EXERCISE DIRECTIONS:
Reproduce the material below line for line, without any change, but omit the pictures.

DATA FOR PROCESSING:
◇ ◇ ◇ ◇ ◇

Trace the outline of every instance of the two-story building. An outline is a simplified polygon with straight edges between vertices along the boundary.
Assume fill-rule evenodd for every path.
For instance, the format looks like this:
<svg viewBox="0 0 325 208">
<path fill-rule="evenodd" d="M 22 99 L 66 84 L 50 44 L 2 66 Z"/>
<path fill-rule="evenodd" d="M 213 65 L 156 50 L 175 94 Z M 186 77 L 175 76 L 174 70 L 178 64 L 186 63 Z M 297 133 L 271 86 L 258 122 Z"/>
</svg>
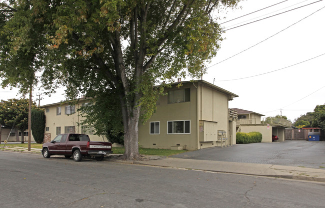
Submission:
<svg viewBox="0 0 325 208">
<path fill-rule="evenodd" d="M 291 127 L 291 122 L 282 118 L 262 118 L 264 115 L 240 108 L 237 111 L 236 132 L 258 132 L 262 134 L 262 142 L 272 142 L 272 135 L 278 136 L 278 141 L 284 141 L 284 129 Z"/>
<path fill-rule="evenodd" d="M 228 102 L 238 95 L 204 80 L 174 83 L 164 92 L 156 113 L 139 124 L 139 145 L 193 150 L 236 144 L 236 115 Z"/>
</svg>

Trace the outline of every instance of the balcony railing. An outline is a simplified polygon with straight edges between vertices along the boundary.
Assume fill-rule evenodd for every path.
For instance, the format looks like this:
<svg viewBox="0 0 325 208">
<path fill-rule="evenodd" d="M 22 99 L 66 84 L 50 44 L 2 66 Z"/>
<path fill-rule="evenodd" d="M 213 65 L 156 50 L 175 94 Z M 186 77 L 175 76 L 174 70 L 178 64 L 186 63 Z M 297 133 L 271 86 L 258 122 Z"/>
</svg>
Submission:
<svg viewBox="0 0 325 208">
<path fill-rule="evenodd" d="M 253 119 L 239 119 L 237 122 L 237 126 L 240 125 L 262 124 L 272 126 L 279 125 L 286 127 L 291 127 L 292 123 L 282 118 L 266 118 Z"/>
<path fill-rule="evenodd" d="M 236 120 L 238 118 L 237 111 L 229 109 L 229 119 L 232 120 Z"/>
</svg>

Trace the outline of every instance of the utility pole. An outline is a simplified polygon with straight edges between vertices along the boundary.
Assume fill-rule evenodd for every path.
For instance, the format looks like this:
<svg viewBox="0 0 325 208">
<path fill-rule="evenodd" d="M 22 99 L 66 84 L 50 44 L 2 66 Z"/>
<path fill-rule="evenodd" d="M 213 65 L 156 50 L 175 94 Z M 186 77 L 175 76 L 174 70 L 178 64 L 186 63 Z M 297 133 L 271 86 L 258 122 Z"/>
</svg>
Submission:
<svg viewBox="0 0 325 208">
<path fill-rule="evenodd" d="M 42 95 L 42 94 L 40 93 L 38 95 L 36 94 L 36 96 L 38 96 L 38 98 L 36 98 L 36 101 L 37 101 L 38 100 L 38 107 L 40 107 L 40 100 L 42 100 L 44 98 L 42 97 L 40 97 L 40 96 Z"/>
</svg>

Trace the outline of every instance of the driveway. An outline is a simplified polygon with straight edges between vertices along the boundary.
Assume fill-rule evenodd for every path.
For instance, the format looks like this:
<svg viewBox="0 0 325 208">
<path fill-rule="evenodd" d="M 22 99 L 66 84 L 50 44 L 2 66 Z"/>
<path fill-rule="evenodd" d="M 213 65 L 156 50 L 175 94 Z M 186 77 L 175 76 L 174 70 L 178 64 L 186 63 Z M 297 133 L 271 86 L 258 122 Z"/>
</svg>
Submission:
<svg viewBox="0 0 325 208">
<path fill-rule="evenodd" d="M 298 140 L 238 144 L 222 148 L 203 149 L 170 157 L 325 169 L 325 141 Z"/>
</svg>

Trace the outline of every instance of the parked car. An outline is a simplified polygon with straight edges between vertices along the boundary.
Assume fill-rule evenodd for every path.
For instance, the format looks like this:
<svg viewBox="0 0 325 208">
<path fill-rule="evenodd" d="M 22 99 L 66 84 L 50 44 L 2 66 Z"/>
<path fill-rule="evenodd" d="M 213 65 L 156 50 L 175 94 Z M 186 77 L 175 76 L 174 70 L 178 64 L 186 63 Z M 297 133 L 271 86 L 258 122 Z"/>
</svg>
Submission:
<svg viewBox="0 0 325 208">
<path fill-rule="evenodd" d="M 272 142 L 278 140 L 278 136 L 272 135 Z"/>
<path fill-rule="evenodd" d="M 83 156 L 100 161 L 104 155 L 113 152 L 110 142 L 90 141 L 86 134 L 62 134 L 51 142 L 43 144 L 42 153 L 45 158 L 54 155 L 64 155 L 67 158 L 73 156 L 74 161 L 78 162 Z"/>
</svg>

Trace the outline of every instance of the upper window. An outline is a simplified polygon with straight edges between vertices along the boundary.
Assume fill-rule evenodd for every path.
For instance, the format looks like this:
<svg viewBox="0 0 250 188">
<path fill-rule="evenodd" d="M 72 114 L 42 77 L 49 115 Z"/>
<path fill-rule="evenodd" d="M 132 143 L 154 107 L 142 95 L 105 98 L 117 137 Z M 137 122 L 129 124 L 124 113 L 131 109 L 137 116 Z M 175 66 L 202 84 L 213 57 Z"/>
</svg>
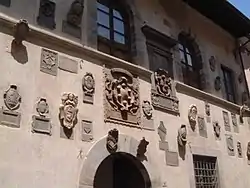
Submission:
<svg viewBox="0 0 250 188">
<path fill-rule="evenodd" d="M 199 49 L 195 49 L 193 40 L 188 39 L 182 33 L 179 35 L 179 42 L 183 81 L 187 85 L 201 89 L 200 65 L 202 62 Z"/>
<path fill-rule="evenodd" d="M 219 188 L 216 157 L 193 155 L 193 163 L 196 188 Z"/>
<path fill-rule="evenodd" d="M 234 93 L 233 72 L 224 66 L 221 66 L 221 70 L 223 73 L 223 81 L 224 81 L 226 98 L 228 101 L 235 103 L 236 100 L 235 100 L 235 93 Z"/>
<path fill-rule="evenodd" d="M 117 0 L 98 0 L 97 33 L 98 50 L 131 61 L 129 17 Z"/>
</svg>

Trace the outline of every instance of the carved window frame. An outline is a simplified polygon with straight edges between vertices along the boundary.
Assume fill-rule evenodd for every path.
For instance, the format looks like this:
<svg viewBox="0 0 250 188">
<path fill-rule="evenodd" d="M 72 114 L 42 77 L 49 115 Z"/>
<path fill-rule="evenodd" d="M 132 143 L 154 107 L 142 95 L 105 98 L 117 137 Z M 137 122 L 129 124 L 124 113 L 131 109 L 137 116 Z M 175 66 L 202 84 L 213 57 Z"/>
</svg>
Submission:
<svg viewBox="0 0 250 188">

◇ ◇ ◇ ◇ ◇

ANSWER BELOW:
Trace the outline of every instance of the two-story building. An outline is a simplified polygon with straight edges between vertices along the boundary.
Assume fill-rule evenodd for every path.
For instance, the format looks like this:
<svg viewBox="0 0 325 208">
<path fill-rule="evenodd" d="M 22 99 L 66 84 L 50 44 L 2 66 Z"/>
<path fill-rule="evenodd" d="M 213 65 L 156 50 L 175 94 Z M 186 77 L 175 76 L 174 70 L 178 64 L 186 63 Z M 297 133 L 271 86 L 258 122 Z"/>
</svg>
Submission:
<svg viewBox="0 0 325 208">
<path fill-rule="evenodd" d="M 291 127 L 291 122 L 282 118 L 262 118 L 264 115 L 240 108 L 237 111 L 236 132 L 258 132 L 262 134 L 262 142 L 272 142 L 272 135 L 278 136 L 278 141 L 284 141 L 284 129 Z"/>
<path fill-rule="evenodd" d="M 228 102 L 238 95 L 204 80 L 174 83 L 164 92 L 156 113 L 139 124 L 139 145 L 193 150 L 236 144 L 236 115 Z"/>
</svg>

Trace the outline of every instance of the balcony railing. An outline is a simplified polygon with straight edges between vertices along the boundary.
Assume fill-rule evenodd for every path.
For instance, the format looks like this:
<svg viewBox="0 0 325 208">
<path fill-rule="evenodd" d="M 22 99 L 66 84 L 50 44 L 2 66 Z"/>
<path fill-rule="evenodd" d="M 213 65 L 156 50 L 175 94 Z M 186 77 L 175 76 L 174 70 L 178 64 L 186 63 Z M 297 133 L 271 86 L 258 122 Z"/>
</svg>
Submission:
<svg viewBox="0 0 325 208">
<path fill-rule="evenodd" d="M 253 119 L 239 119 L 237 122 L 237 126 L 240 125 L 262 124 L 272 126 L 279 125 L 286 127 L 291 127 L 292 123 L 282 118 L 266 118 Z"/>
<path fill-rule="evenodd" d="M 236 120 L 238 118 L 237 111 L 229 109 L 229 119 L 232 120 Z"/>
</svg>

Trace the outline of every instance of the utility pole. An outline is a simplified polygon with straight edges between vertices along the boundary.
Assume fill-rule evenodd for every path.
For instance, the format looks like this:
<svg viewBox="0 0 325 208">
<path fill-rule="evenodd" d="M 22 99 L 66 84 L 50 44 L 2 66 Z"/>
<path fill-rule="evenodd" d="M 213 65 L 156 50 L 175 94 Z M 186 77 L 175 76 L 174 70 L 178 64 L 186 63 Z M 297 133 L 271 86 L 258 122 Z"/>
</svg>
Submission:
<svg viewBox="0 0 325 208">
<path fill-rule="evenodd" d="M 42 95 L 42 94 L 40 93 L 38 95 L 36 94 L 36 96 L 38 96 L 38 98 L 36 98 L 36 101 L 37 101 L 38 100 L 38 107 L 40 107 L 40 100 L 42 100 L 44 98 L 42 97 L 40 97 L 40 96 Z"/>
</svg>

Trace the outline of every instance of the driveway. An outline is a simplified polygon with straight edges between vertices along the boundary.
Assume fill-rule evenodd for every path.
For instance, the format looks like this:
<svg viewBox="0 0 325 208">
<path fill-rule="evenodd" d="M 22 99 L 66 84 L 50 44 L 2 66 Z"/>
<path fill-rule="evenodd" d="M 213 65 L 156 50 L 175 94 Z M 186 77 L 175 76 L 174 70 L 178 64 L 186 63 Z M 297 133 L 271 86 L 258 122 Z"/>
</svg>
Submission:
<svg viewBox="0 0 325 208">
<path fill-rule="evenodd" d="M 298 140 L 238 144 L 222 148 L 203 149 L 170 157 L 325 169 L 325 141 Z"/>
</svg>

Trace the outline of every instance of the parked car. An outline is a simplified polygon with straight edges between vertices along the boundary.
Assume fill-rule evenodd for every path.
For instance, the format looks like this:
<svg viewBox="0 0 325 208">
<path fill-rule="evenodd" d="M 22 99 L 66 84 L 50 44 L 2 66 Z"/>
<path fill-rule="evenodd" d="M 213 65 L 156 50 L 175 94 Z M 186 77 L 175 76 L 174 70 L 178 64 L 186 63 Z M 297 133 L 271 86 L 258 122 Z"/>
</svg>
Submission:
<svg viewBox="0 0 325 208">
<path fill-rule="evenodd" d="M 272 142 L 278 140 L 278 136 L 272 135 Z"/>
<path fill-rule="evenodd" d="M 83 156 L 100 161 L 104 155 L 113 152 L 110 142 L 90 141 L 86 134 L 62 134 L 51 142 L 43 144 L 42 153 L 45 158 L 54 155 L 64 155 L 67 158 L 73 156 L 74 161 L 78 162 Z"/>
</svg>

Trace the outline of every instance of the upper window. An outline is a simplified polygon with straight edges between vertices along the boundary.
Assume fill-rule evenodd for every path.
For instance, the format looks like this:
<svg viewBox="0 0 250 188">
<path fill-rule="evenodd" d="M 72 114 L 42 77 L 49 115 Z"/>
<path fill-rule="evenodd" d="M 132 143 L 154 107 L 142 95 L 105 98 L 117 137 Z M 137 122 L 129 124 L 124 113 L 131 109 L 137 116 Z M 175 66 L 202 84 L 213 57 Z"/>
</svg>
Submission:
<svg viewBox="0 0 250 188">
<path fill-rule="evenodd" d="M 199 49 L 195 49 L 193 40 L 188 39 L 182 33 L 179 35 L 179 42 L 183 81 L 187 85 L 201 89 L 200 65 L 202 62 Z"/>
<path fill-rule="evenodd" d="M 219 188 L 216 157 L 193 155 L 193 163 L 196 188 Z"/>
<path fill-rule="evenodd" d="M 234 93 L 233 72 L 224 66 L 221 66 L 221 70 L 223 73 L 223 81 L 224 81 L 226 98 L 228 101 L 235 103 L 236 100 L 235 100 L 235 93 Z"/>
<path fill-rule="evenodd" d="M 117 0 L 98 0 L 97 33 L 98 50 L 131 61 L 129 17 Z"/>
</svg>

Trace the outline of every instance of the carved window frame. An outline is a simplified polygon with straight edges between vertices along the boundary.
Assume fill-rule evenodd for every path.
For instance, the format looks like this:
<svg viewBox="0 0 250 188">
<path fill-rule="evenodd" d="M 72 114 L 42 77 L 49 115 Z"/>
<path fill-rule="evenodd" d="M 132 143 L 154 107 L 142 95 L 105 98 L 117 137 Z M 137 122 L 129 124 L 124 113 L 131 109 L 137 116 Z M 175 66 L 202 84 L 213 57 Z"/>
</svg>
Submission:
<svg viewBox="0 0 250 188">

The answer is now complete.